Data for review:
-------

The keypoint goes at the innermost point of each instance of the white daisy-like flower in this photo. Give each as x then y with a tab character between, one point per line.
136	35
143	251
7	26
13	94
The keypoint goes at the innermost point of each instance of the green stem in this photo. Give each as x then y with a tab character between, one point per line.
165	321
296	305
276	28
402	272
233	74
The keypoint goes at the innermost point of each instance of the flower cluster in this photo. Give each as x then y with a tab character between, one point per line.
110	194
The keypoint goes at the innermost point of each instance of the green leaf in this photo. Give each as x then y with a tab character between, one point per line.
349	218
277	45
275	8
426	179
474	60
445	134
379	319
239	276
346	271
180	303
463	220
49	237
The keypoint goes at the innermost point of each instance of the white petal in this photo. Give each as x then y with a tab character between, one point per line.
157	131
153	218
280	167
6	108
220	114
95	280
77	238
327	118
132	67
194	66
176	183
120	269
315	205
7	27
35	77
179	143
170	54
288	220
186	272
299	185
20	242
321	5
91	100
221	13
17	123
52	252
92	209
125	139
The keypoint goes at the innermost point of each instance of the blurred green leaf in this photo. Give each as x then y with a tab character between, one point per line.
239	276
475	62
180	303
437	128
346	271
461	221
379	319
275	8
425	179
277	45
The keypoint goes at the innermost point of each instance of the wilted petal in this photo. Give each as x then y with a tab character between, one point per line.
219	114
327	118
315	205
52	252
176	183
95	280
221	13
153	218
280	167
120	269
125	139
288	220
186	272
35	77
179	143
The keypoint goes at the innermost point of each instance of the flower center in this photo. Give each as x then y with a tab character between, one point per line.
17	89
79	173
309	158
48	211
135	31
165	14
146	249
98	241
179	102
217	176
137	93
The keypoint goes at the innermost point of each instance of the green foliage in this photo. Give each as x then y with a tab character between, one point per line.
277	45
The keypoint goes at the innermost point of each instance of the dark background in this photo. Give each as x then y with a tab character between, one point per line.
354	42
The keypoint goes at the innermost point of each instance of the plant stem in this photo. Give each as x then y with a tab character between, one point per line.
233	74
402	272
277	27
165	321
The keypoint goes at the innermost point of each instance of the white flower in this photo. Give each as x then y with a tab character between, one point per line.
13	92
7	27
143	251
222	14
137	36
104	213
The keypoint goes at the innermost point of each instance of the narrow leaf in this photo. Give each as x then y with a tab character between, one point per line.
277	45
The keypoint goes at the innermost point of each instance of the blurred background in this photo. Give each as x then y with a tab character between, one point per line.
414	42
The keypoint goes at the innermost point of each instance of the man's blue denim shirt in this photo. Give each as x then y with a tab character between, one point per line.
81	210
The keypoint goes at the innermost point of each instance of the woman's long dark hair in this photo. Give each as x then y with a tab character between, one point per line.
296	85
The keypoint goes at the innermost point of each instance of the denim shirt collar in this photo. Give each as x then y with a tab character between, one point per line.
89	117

-------

Your assignment:
The material above needs to be copied out in full, exactly as given.

Your response:
The keypoint goes at the innermost point of each instance of the white daisy-like flower in this photo. Give each as x then y with a tab character between, one point per line.
136	35
143	251
7	26
13	94
The keypoint goes at the innermost point of each instance of the green stem in this photo. Give each as x then y with a tab character between, one point per line.
165	321
296	305
276	28
402	272
233	74
The keypoint goes at the innermost point of each instance of the flower cluster in this photo. Give each as x then y with a tab character between, one point per line.
110	194
The keypoint goes at the innermost point of each instance of the green leaf in this photo. Give each as x then y with a tab character between, one point per line.
349	218
277	45
275	8
426	179
474	60
445	134
379	319
239	276
346	271
180	303
463	220
49	237
The keypoint goes at the innermost point of each instance of the white petal in this photo. Give each as x then y with a tab character between, one point per line.
157	131
153	218
280	167
6	108
220	114
95	280
77	238
327	118
132	67
194	66
176	183
120	269
315	205
7	27
35	77
179	143
170	54
288	220
186	272
299	185
20	242
321	5
91	100
221	13
17	123
52	252
92	209
125	139
The keypoint goes at the innermost point of each instance of the blurred green leaf in this photo. Give each as x then y with a tab character between, one point per line.
239	276
475	62
180	303
437	128
346	271
461	221
379	319
275	8
425	179
277	45
The keypoint goes at the innermost point of each instance of the wilted petal in this photo. Give each as x then y with a tab character between, one point per line.
219	114
327	118
315	205
52	252
176	183
95	280
221	13
153	218
280	167
120	269
125	139
288	220
186	272
35	77
179	143
The keypoint goes at the innermost point of each instance of the flower center in this photo. Give each as x then y with a tab character between, one point per line.
17	89
79	173
309	158
48	211
135	31
165	14
146	249
98	241
179	102
217	176
137	93
The keypoint goes at the innermost point of each instance of the green foliage in this photo. Give each as x then y with a tab character between, one point per line.
277	45
The keypoint goes at the innermost point of each instance of the dark background in this photo. Give each as x then y with a tab character between, one point per line.
354	42
The keypoint goes at the innermost point of each instance of the plant stem in this photo. Give each as x then y with a tab character between, one point per line.
233	74
402	272
277	27
165	321
The keypoint goes at the innermost point of each instance of the white flower in this photo. Give each as x then y with a tab character between, one point per line.
13	92
7	27
143	251
222	14
137	36
104	213
The keypoint goes at the innermost point of each instance of the narrow leaf in this photo. Give each as x then y with a tab character between, one point per line.
277	45
The keypoint goes at the innermost point of each instance of the blurred background in this photo. Give each as x then y with a tab character between, one point per line.
414	42
The keypoint goes at the innermost point of each instance of the man's blue denim shirt in this photo. Give each as x then y with a tab character between, one point per line.
81	210
The keypoint goes at the innermost point of each instance of the woman's long dark hair in this photo. Give each as x then y with a tab character between, one point per line.
296	85
The keypoint goes at the innermost point of each instance of the denim shirt collar in this photo. Give each as x then y with a tab character between, one point per line.
89	117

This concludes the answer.